▶ _Исходный текст_:
**********

Девяностолетие было отмечено небольшим приемом и фуршетом в клубном офисе, разумеется, состоялись и домашние торжества. Но пришлись они на непростую для футбола пору: распался всесоюзный чемпионат, а ведущие московские клубы, включая «Спартак», высказались за то, чтобы разыгрывать первенство России. Требовалось решить многие организационные вопросы, а в этом компоненте опыт Старостина был бесценен. Кстати, Николай Петрович был в числе тех, кто подписывал предложения проводить самостоятельный чемпионат.
В 1992-м произошли структурные изменения и в самом «Спартаке». В духе демократии вопрос об уходе Юрия Шляпина с поста президента клуба решался на открытом собрании команды, даже журналисты присутствовали. В итоге совмещать две должности стал Олег Романцев.
Три первых чемпионата России «Спартак» уверенно выиграл, однако можно говорить о том, что влияние Николая Петровича в руководстве клубом постепенно стало ослабевать. И дело здесь не в том, что в какой-то момент его пересадили из более престижного «БМВ» на простые отечественные «жигули». Уж по части автомобилей начальник команды никогда не был привередлив. Хотя, по рассказам окружения, водитель Ильин утверждал: «Дед сам во всем виноват! Что он, не видел — к чему это ведет? Ему бы стукнуть кулаком по столу…» Вот только решающее слово на внутренней кухне постепенно стали произносить другие.
И здесь нет противоречия с тем фактом, что в 1993-м во время референдума именно Старостин вместе с Эльдаром Рязановым, Константином Кинчевым и Николаем Караченцовым публично выступил в поддержку президента России Бориса Ельцина, призвав подтвердить доверие ему вариантом ответов: «Да — да — нет — да». К слову, это вовсе не было попыткой «прогибаться под изменчивый мир», просто уж очень не хотелось возвращаться к прежней модели. Только для данной акции больше требовались представительские функции, которых, разумеется, Николая Петровича никто не лишал. Но «Спартак» переставал быть тем, чем был, и это не могло не тяготить.
Племяннику Андрею запомнилось, как однажды он навестил дядю в кабинете на Коптельском. Было холодно, Николай Петрович сидел один, не снимая пальто. Тогда он еще переживал за внучку Катю, у которой был непростой период в семейной жизни.
Осенью 1995-го, когда «Спартак» лишился чемпионского трона и среди болельщиков пошли разговоры о каких-то неладах в клубе, Алексей Холчев по поручению газеты «Деловой мир» попытался взять у Старостина интервью. Но неожиданно для себя столкнулся с резким отказом: «Разговора у нас не получится. Я не хочу в конце жизни наживать себе врагов».

**********

▶ _Предоставленный материал_:
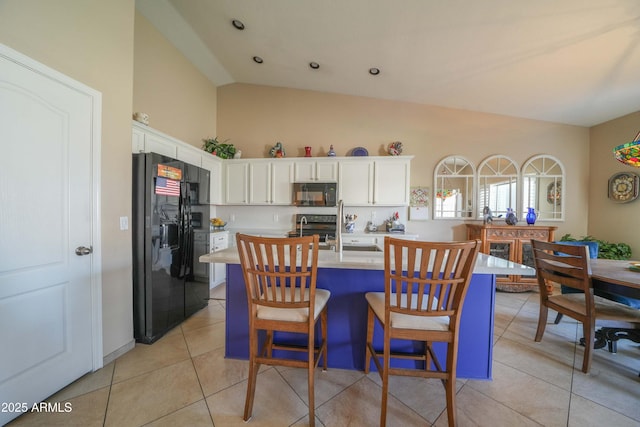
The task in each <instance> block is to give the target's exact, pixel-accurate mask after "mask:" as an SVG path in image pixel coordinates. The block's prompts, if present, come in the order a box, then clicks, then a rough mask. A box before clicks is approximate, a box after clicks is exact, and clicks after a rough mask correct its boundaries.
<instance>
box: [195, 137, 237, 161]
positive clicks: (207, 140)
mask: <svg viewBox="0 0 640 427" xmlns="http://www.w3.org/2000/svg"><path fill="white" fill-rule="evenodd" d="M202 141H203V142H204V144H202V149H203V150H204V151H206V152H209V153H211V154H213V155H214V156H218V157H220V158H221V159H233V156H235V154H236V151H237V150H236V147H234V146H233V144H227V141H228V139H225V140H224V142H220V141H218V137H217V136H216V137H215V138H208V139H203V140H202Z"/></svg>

**********

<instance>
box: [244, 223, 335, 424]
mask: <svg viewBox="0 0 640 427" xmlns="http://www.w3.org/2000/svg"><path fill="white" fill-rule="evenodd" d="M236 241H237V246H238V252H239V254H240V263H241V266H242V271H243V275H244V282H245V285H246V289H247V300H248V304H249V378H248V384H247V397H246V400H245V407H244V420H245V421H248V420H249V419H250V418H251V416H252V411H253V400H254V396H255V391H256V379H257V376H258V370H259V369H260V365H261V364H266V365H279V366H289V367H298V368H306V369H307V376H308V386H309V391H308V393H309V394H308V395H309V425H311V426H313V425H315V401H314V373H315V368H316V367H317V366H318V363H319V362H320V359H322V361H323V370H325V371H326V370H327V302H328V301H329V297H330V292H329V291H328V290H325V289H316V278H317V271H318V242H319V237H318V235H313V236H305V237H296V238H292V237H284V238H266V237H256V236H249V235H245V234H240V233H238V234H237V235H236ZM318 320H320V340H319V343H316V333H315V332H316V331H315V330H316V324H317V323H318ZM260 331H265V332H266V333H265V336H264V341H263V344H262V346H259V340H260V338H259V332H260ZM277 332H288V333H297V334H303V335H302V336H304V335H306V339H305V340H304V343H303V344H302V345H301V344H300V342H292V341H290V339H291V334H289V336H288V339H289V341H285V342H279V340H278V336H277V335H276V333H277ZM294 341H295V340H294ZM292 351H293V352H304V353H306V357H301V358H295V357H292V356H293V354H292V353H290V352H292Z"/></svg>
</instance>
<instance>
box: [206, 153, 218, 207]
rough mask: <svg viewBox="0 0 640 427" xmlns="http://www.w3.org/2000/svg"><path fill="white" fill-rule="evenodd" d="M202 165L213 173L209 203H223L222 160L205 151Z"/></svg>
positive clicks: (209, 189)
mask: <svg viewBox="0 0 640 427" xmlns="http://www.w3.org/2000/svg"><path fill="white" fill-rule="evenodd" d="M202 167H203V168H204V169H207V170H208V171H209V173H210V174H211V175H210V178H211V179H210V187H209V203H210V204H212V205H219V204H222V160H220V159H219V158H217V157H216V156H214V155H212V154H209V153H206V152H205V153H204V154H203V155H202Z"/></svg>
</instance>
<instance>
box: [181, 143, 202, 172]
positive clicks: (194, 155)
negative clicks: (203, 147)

**********

▶ _Задание_: Выведите без изменений фрагмент текста о Николае Петровиче Старостине от слов «Девяностолетие было отмечено» до слов «проводить самостоятельный чемпионат.» включительно.

▶ _Ответ_:
Девяностолетие было отмечено небольшим приемом и фуршетом в клубном офисе, разумеется, состоялись и домашние торжества. Но пришлись они на непростую для футбола пору: распался всесоюзный чемпионат, а ведущие московские клубы, включая «Спартак», высказались за то, чтобы разыгрывать первенство России. Требовалось решить многие организационные вопросы, а в этом компоненте опыт Старостина был бесценен. Кстати, Николай Петрович был в числе тех, кто подписывал предложения проводить самостоятельный чемпионат.